# [ACTIVITY]
Copy out each line of the data that contains "instance".

::::::

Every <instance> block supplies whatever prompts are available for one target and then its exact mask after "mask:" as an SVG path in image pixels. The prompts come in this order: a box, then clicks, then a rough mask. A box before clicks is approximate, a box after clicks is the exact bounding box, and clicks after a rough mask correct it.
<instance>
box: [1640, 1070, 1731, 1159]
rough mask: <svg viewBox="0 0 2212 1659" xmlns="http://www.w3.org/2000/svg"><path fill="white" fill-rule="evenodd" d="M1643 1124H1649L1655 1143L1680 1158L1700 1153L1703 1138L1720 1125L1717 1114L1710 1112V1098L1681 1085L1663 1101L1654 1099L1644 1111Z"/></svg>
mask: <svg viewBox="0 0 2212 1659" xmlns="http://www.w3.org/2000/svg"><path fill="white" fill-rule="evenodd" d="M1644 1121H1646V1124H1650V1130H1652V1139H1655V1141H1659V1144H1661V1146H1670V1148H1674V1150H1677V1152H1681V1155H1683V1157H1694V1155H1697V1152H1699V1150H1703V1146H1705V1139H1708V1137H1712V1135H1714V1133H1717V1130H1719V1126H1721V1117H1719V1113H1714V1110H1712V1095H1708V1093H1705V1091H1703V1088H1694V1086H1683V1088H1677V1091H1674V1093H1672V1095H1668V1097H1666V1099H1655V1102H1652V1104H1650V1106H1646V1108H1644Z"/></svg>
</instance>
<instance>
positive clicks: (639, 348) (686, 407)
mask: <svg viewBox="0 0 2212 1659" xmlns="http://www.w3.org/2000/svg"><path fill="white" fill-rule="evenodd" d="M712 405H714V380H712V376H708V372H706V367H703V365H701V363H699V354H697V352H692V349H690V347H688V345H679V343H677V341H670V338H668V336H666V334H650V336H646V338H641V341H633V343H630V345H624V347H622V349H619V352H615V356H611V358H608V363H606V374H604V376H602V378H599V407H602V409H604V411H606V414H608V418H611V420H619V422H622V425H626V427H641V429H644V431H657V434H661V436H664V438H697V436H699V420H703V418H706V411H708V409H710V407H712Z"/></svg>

::::::

# [EXPECTED OUTPUT]
Every <instance> block supplies whatever prompts are available for one target and then its exact mask after "mask:" as an SVG path in image pixels. The prompts come in this order: a box, then clicks, then a rough mask. A box before clicks is approximate, a box after clicks is the exact bounding box, and clicks after a rough mask correct it.
<instance>
</instance>
<instance>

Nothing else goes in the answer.